-- REQUIRED WORK --
• 1. In the forum thread about Lorna Clarke, which event does severnmiles say Lucinda Fredericks commentated for?
• 2. Write the next part of the forum thread about Lorna Clarke's commentary, starting after its last post.

-- START OF TEXT TO READ --

# lorna clarke



## dingle12 (26 August 2006)

im really sori to say this but she is useless everytime she does comentry she makes a mess of it and comes out with rubbish. lucinda fredricks is very good at comentry i think they should be asking her !!!!!!


----------



## Iestyn (26 August 2006)

I think she's great - she has me chuckling here with some of the things she's saying - very blunt and at the end of the day knows what she's talking about.


----------



## Puppy (26 August 2006)

I think she does quite a good job!


----------



## Lobelia_Overhill (26 August 2006)

I was laughing at the pair of them arguing like an old married couple about stuff (sorry don't know the fella's name!)


----------



## severnmiles (26 August 2006)

I think she's ok!  But I'd like to see some new faces or rather voices. 

Lucinda Fredericks was fab when she commentated for Badminton, I'd like a few different names doing it, get different peoples views and more technical talk instead of 'a little fast there', 'he needs to push on there'....


----------



## spaniel (26 August 2006)

Wouldnt be the same without LC...she knows her stuff and calls a spade a spade.

You want to try listening to Peter Charles on Eurosport....I dont think eventing is really his sport!

-- END OF TEXT TO READ --
-- START OF STORED RECORDS --

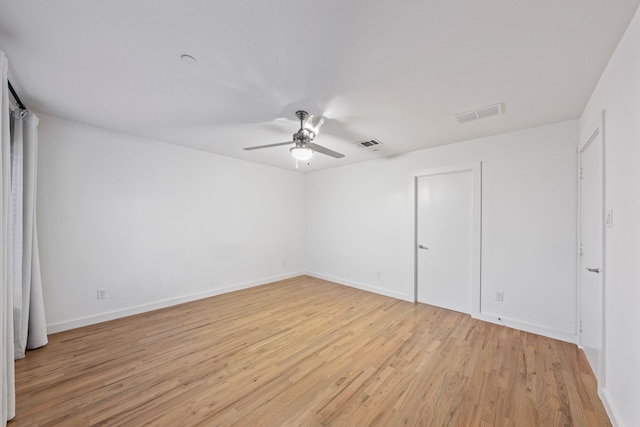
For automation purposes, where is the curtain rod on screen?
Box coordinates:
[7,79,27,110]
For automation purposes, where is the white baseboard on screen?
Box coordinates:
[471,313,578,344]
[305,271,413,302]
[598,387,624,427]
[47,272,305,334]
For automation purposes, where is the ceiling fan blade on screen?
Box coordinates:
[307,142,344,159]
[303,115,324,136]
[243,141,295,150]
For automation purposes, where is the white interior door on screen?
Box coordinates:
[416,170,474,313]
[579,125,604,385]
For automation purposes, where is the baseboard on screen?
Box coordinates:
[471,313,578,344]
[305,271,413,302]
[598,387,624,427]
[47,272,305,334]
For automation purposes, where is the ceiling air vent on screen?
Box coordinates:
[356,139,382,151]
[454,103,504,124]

-- END OF STORED RECORDS --
-- START OF STORED RECORDS --

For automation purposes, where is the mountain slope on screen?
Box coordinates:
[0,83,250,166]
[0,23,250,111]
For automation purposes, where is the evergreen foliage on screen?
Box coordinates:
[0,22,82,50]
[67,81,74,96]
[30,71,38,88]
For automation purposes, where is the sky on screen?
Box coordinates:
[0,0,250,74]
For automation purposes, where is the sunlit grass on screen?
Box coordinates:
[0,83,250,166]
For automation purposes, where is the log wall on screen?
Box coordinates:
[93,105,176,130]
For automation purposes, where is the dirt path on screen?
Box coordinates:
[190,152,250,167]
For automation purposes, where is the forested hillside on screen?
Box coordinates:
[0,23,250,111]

-- END OF STORED RECORDS --

-- ANSWER LIST --
• 1. Badminton

• 2.
----------



## CastleMouse (26 August 2006)

Yeah, Peter Charles is quite annoying, but Lorna Clarke is a great commentator, she really knows her stuff and does a great job!


----------



## kayleigh_and_rocky (26 August 2006)

I thought she was really good actually!  Said my thoughts exactly most of the time! Especially with that dreadful rider she hated, cant remember who!


----------



## KatB (26 August 2006)

Yeah the french guy, completely agreed with her!!


----------



## kayleigh_and_rocky (26 August 2006)

He made me so angry i had to walk out of the room til he'd finished!


----------



## Lobelia_Overhill (26 August 2006)

[ QUOTE ]
I thought she was really good actually!  Said my thoughts exactly most of the time! Especially with that dreadful rider she hated, cant remember who! 

[/ QUOTE ]

Was that the fella who was "strangling" his horse at every fence?  he was pretty bad - good horse to keep going for him!


----------



## KatB (26 August 2006)

Yep, and had a nice bloody mouth by the end of it!!


----------



## kayleigh_and_rocky (26 August 2006)

That horse was so damn good to put up with it as well, thing is like lorna said with a decent jockey that horse would be beautiful!


----------



## MagicMelon (26 August 2006)

What about the portuguese rider?! He was dreadful! Wasn't even TRYING to get over the fences very well. Looked like he was out for a hack! How can someone ride so un-enthusastically at the WEG!!


----------



## KatB (26 August 2006)

Yeah I know, was he the one Oli lapped??! LOL!!!!


----------



## SJFAN (26 August 2006)

You mean Peter Churchill. Peter Charles is an international show jumper (ex-GB now representing Ireland).


----------



## Lobelia_Overhill (26 August 2006)

Always a shame to see a horse go so well when ridden so unhelpfully, and other horses that are being ridden sympathetically running out and refusing...


----------



## LadyLuck (26 August 2006)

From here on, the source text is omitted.